### EXERCISE TEXT:
Rationalizing the "BUST" of the Technology Sector

Market Analysis Semi-Annual Newsletter

By Chris Lau

Written on May 29th 2000

 

The euphoria for technology stocks turned from enthusiasm in the first quarter, to doom and gloom over the last few weeks. Many are scratching their heads as technology and telecom stocks fell from their lofty levels. The market feels almost like a desolate wasteland with battered and beaten up stocks looking never to recover.

 

In a sense, many stocks never will recover, because the hype, speculation and momentum driving them up are not likely to return in the near future.

 

"Money easy come, easy go?" Take at the numbers below and that phrase appears to be an understatement:

Company

April 7th Peak

Last Price May 26

Change

Research in Motion

$122

$37.60

-69%

BCE Emergis

$108.10

$56.55

-48%

ATI Technologies Inc.

$28.90

$13.90

-52%

 

The above stocks were chosen because some represent “fluff”, while others may have been sold because of an over-reaction to bad news. Let us make a closer investigation on these stocks, to determine which stocks are relative bargains.

Research in Motion fell on the day earnings were announced. The stock fell as the company announced it would market a high-end e-mail pager that will compete with the Palm Pilot. For the short term, it is likely that the stock will have difficulty meeting expectations as marketing expenses for the new product increases considerably. More recently, Motorola announced a new pager similar to the RIM pager. With competition heating up considerably, do not expect RIM stock to rebound quickly.

 

(Note: All charts were created from http://www.bigcharts.com)



BCE Emergis, an e-commerce company that saw its shares fall "a mere" 48% in the last few weeks. Increasing losses are not something a stock should be making in today's unforgiving market. More recently, Emergis announced an aggressive expansion plan to provide some form of e-commerce initiative in the US health care or financial service sector. The sector is already quite competitive and will add to some uncertainty for the company in the short term.

 


 


From a technical viewpoint, BCE Emergis began its negative trend since February. It would be safe for investors to wait for the stock to find a bottom or to get into a trading range before considering an entry into the stock.

Finally, ATI Technologies Inc., the largest supplier of computer graphics cards, TANKED. After pre-announcing poor earnings due to parts shortage, it is now apparent that the company will have difficulty meeting demand. Worse will be that other graphics companies are selling their product at significant discounts, making it difficult (if not impossible) for ATI to raise prices.


For the short-term, expect ATI to rally, only to fall within a trading range in the low to middle teens. For long-term shareholders, ATI looks attractively valued, as new products will be in the pipelines later this year. For 2001, the company is well positioned in the game console market.

 

So Which Stock(s) Do I Buy?

Are any of those stocks worth buying? Perhaps one should avoid all of them, for reasons that exclude the absence of euphoria for technology stocks. The only rationalization that can used to explain the decline in these stocks is that the euphoria clouding the judgment of investors is gone. Back then (only a month ago!) investors were far more forgiving for bad news or uncertainty.

The bad news that justified a sell-off for ATI, BCE Emergis, and RIM were:

  • Competition will increase
  • Costs for marketing into the US markets will increase
  • Rising revenue may not necessary result (at least for the short term)

There is no room for any negative news, because investors are unforgiving. One might be tempted to think of the recent declines in the market as a “correction”, but the negative sentiment persisted for too long to label it as such.

Notice my arguments focus mainly on the “short-term”. It would appear likely the battered up stocks are in the “bargain basement” category, but investors will need to be patient with them. They also need to follow these stocks carefully to evaluate the progress of the marketing efforts (in the case of RIM), the logistics of growth by acquisition (in the case of BCE Emergis), and the certainty that new products are in the pipeline (in the case of ATI Technologies Inc.).

Simplified Disclaimer: Invest at your own risk, and do your own research! Don’t blame a non-professional site if you lose money investing in any of the mentioned stocks!

### DIRECTIONS:
List every company in the price table of the newsletter on the technology stock decline, with the percentage change shown for each.

### ENTRIES SUPPLIED:
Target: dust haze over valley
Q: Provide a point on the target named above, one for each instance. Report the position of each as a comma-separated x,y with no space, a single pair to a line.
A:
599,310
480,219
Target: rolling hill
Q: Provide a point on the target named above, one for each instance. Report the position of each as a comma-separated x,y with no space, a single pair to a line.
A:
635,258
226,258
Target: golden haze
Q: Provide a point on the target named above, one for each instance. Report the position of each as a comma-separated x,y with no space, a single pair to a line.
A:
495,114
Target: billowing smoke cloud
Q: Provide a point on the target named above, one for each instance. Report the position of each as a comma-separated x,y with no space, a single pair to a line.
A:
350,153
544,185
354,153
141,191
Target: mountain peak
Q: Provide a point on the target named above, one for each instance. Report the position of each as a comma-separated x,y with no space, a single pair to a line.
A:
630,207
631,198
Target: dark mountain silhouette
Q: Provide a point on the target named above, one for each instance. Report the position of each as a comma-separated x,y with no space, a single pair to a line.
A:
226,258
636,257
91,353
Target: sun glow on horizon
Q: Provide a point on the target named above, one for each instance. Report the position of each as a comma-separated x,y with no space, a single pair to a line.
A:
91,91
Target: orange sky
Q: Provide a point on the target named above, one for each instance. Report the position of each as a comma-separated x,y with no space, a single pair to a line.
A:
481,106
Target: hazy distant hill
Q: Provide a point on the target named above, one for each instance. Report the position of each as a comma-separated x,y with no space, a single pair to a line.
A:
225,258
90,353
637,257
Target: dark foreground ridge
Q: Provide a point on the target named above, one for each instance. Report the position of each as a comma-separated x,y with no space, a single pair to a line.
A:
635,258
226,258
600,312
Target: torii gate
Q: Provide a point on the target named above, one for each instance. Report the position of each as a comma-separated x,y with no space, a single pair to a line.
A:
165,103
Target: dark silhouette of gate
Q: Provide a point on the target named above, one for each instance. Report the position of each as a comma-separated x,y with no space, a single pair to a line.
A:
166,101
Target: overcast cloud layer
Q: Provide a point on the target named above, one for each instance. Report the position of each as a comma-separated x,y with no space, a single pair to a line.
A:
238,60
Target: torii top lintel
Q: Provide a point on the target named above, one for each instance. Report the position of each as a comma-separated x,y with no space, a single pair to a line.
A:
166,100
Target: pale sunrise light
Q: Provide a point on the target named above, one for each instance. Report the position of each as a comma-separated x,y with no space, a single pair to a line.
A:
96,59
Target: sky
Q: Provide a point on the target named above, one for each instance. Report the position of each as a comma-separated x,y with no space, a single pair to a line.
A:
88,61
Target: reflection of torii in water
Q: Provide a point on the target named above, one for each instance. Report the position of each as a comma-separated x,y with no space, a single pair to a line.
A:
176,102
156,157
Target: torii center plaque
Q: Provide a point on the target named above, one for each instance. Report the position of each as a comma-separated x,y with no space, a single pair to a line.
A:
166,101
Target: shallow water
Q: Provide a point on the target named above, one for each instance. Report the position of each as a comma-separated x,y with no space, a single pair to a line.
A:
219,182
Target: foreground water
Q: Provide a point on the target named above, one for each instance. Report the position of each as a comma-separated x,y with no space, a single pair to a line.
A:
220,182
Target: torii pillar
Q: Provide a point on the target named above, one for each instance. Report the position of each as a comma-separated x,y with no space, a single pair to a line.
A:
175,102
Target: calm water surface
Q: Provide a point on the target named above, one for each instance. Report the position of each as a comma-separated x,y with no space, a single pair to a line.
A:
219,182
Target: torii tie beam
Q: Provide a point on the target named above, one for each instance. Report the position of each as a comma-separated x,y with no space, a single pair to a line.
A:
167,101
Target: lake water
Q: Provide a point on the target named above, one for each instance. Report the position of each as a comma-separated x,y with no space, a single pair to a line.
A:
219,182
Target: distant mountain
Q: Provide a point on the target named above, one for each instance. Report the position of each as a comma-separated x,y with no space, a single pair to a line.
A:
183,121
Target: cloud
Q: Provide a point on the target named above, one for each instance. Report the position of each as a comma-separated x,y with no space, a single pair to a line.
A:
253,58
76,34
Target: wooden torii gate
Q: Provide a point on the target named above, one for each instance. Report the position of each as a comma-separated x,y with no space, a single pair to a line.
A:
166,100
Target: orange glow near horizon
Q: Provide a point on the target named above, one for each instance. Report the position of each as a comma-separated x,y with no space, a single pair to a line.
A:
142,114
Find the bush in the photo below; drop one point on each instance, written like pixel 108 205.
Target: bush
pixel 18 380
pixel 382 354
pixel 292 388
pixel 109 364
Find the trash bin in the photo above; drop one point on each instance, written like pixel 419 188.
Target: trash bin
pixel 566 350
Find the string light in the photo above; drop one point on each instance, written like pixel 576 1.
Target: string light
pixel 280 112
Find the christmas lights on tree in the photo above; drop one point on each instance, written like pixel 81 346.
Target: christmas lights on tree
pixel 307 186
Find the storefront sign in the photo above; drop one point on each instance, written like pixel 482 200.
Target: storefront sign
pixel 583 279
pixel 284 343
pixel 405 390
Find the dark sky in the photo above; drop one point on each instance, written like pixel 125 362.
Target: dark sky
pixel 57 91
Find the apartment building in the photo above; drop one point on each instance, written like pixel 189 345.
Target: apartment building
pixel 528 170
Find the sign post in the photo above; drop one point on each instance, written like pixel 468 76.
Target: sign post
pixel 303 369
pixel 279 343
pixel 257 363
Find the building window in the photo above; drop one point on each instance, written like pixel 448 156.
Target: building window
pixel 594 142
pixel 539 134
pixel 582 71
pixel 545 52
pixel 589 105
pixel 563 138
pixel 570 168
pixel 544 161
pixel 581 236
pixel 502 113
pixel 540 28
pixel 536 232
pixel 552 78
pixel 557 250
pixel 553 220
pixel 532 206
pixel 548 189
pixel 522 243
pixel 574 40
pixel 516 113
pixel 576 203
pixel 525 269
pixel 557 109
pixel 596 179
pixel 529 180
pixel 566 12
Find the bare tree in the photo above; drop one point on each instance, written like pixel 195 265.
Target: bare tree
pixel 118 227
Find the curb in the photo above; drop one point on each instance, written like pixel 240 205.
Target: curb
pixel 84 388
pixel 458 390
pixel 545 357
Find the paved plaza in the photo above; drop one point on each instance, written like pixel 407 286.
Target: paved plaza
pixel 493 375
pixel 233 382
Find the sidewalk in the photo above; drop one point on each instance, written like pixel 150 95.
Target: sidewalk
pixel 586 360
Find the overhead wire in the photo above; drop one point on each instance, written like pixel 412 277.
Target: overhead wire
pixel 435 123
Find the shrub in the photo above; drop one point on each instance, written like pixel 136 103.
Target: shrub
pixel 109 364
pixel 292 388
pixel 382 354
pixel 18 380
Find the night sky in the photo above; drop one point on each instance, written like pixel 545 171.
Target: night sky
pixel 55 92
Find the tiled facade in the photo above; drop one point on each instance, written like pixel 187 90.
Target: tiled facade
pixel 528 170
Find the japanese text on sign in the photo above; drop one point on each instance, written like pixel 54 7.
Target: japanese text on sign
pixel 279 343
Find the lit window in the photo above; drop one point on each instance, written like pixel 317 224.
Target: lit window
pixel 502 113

### RESULT BELOW:
Research in Motion: -69%
BCE Emergis: -48%
ATI Technologies Inc.: -52%